**BRANO DEL DOCUMENTO**
********************
Libertà accademica a rischio

Nel corso della sua lunga carriera, Fariba Adelkhah ha affrontato una molteplicità di temi: genere, migrazioni, flussi transnazionali, pellegrinaggi. È insomma un’antropologa del movimento, delle «mille e una frontiere dell’Iran», sempre attenta ad ancorare il suo lavoro sul campo sia in Iran che in Afghanistan, ma anche nel Golfo o in California. E dunque vincolata, costretta, ma sempre dotata di grande immaginazione, la studiosa ha fatto della sedentarietà del carcere un nuovo oggetto di riflessione, un farsi da parte imposto, ma innegabilmente fruttuoso.

Il suo caso e quello del suo collega Roland Marchal, arrestato insieme a lei e liberato quasi dieci mesi dopo, avevano provocato un’importante mobilitazione nella comunità scientifica. La loro detenzione incarnava i legittimi timori di fronte alle pressioni esercitate sulla libertà accademica da sempre più paesi, non solo in Medio Oriente. È stato grazie a questa mobilitazione e alla sua stessa determinazione che Fariba Adelkhah è stata graziata, senza però ricevere l’assoluzione dalle accuse infondate. Senza quindi vedere la sua reputazione riabilitata, e senza avere la garanzia di un eventuale ritorno in Iran per condurre le sue ricerche. Fare antropologia in carcere

In Prisonnière à Téhéran Adelkhah ha deciso di fare di questo campo non scelto un luogo di esercizio della sua pratica di ricercatrice in scienze sociali, al di là del trauma evidente della sua condanna arbitraria e dei mesi trascorsi tra quattro mura. Se i lavori scientifici sulle carceri si limitano generalmente a delle incursioni molto puntuali, Fariba Adelkhah ci mostra la quotidianità, le strategie individuali e collettive nella sezione femminile, le interazioni con le autorità penitenziarie e giudiziarie, senza mai autocommiserarsi.
********************
**RIGHE DI DATI**
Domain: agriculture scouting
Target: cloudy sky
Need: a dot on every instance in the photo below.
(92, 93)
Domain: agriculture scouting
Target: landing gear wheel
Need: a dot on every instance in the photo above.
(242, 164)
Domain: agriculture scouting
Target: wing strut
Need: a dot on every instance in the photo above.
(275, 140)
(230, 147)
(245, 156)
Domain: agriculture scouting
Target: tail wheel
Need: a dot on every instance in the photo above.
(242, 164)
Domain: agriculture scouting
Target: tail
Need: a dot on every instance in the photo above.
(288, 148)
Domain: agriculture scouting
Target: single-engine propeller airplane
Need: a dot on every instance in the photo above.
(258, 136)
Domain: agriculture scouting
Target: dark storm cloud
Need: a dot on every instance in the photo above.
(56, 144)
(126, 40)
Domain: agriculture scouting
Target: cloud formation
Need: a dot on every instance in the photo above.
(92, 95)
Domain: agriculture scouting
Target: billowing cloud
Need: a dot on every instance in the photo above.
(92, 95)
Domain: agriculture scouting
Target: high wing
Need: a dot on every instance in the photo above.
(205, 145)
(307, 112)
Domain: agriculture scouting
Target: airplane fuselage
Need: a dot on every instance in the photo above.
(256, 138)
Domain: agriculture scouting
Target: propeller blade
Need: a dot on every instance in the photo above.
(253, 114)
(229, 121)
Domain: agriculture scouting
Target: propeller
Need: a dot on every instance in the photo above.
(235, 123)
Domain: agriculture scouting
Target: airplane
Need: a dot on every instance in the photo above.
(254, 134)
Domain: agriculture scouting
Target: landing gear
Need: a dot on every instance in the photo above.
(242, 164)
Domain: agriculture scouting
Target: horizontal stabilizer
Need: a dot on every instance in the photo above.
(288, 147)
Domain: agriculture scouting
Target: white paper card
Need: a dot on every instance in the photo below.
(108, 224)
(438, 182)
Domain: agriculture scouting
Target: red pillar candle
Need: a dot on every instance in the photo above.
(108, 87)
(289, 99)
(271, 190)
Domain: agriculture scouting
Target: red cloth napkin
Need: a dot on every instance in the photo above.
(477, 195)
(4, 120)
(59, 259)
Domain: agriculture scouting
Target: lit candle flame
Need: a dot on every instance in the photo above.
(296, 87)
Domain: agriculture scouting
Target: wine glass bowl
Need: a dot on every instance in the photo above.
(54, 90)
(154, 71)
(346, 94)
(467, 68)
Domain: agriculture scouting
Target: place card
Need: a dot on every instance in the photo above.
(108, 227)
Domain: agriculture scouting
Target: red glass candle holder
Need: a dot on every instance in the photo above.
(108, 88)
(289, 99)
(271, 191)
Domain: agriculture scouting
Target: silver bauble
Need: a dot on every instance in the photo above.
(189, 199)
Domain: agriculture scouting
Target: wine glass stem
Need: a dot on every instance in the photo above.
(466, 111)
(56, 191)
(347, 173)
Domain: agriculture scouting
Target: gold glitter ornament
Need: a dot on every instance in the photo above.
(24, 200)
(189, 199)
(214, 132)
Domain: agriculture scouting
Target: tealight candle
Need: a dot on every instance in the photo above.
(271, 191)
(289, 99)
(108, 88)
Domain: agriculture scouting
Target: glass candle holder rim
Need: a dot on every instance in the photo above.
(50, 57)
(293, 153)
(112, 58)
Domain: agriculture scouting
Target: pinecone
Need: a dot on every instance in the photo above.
********************
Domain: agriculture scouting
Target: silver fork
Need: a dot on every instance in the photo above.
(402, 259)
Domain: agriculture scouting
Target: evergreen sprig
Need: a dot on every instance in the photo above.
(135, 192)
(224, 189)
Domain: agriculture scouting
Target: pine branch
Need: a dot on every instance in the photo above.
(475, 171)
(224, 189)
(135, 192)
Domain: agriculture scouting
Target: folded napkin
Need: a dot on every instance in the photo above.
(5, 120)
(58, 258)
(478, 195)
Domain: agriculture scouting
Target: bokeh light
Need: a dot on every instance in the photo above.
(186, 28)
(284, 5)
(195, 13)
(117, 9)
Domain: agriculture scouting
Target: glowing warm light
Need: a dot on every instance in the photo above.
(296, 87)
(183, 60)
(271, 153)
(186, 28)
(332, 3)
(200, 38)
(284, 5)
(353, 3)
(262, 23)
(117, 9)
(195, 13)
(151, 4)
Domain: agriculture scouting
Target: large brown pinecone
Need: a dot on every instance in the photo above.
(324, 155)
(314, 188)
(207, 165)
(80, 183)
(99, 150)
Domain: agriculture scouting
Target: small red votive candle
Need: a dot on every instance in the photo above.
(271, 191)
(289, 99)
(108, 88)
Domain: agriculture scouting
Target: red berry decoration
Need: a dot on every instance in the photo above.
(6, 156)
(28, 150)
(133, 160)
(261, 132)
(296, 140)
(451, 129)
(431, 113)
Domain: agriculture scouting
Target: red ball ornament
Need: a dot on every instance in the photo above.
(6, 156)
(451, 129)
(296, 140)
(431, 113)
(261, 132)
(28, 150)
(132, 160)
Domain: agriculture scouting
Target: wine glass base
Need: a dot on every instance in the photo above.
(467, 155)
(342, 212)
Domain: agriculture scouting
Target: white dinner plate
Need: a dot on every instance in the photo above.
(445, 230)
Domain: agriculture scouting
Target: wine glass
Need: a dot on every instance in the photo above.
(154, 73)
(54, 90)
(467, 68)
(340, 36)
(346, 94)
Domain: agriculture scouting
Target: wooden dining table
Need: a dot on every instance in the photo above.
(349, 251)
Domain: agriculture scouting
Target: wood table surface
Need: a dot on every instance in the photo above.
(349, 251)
********************
**ESERCIZIO SCRITTO A**
Per ciascuna affermazione, indica se concorda con il brano su Fariba Adelkhah, rispondendo sì o no e citando tra virgolette le parole del brano che lo stabiliscono. (i) Roland Marchal è stato liberato quasi dieci mesi dopo l'arresto. (ii) Con la grazia, Adelkhah è stata anche assolta dalle accuse. (iii) Nel suo libro Adelkhah si autocommisera spesso.
**ESERCIZIO SCRITTO B**
Scrivi il seguito del brano su Fariba Adelkhah, ripartendo dopo la sua ultima frase.
L'elenco non ha alcun legame con il brano.

**RISPOSTA A**
(i) Sì: «arrestato insieme a lei e liberato quasi dieci mesi dopo».
(ii) No: «senza però ricevere l’assoluzione dalle accuse infondate».
(iii) No: «senza mai autocommiserarsi».

**RISPOSTA B**
Si tratta di un’opera straordinaria, perché lascia trasparire la dimensione umana, persino intima, del lavoro nelle scienze sociali, troppo spesso elusa e qui invece, per cause di forza maggiore, situata al cuore della riflessione. Fariba Adelkhah addomestica l’immobilità e l’analizza: «la vera tortura era l’attesa, come una condanna anticipata, senza tribunale, senza giudice né sentenza». Traspare allora il coraggio e l’ingegno dell’autrice, ma anche quello delle sue compagne di sventura, detenute o anche secondine, per rendere la loro condizione più sopportabile.

La serie di capitoli, come altrettante pillole e cronache snocciolate una dopo l’altra, offre uno sguardo non lineare sui suoi 53 mesi di detenzione. La liberazione finale non costituisce dunque l’atteso lieto fine né rappresenta la luce in fondo al tunnel, non c’è nessuna suspense, neppure amarezza. L’intenzione è un’altra, e si fonda su un desiderio di fare luce su un’esperienza, sicuramente opprimente e assurda, ma pur sempre umana e sociale, a tratti spirituale. A volte durante la lettura ci si può sorprendere anche a sorridere.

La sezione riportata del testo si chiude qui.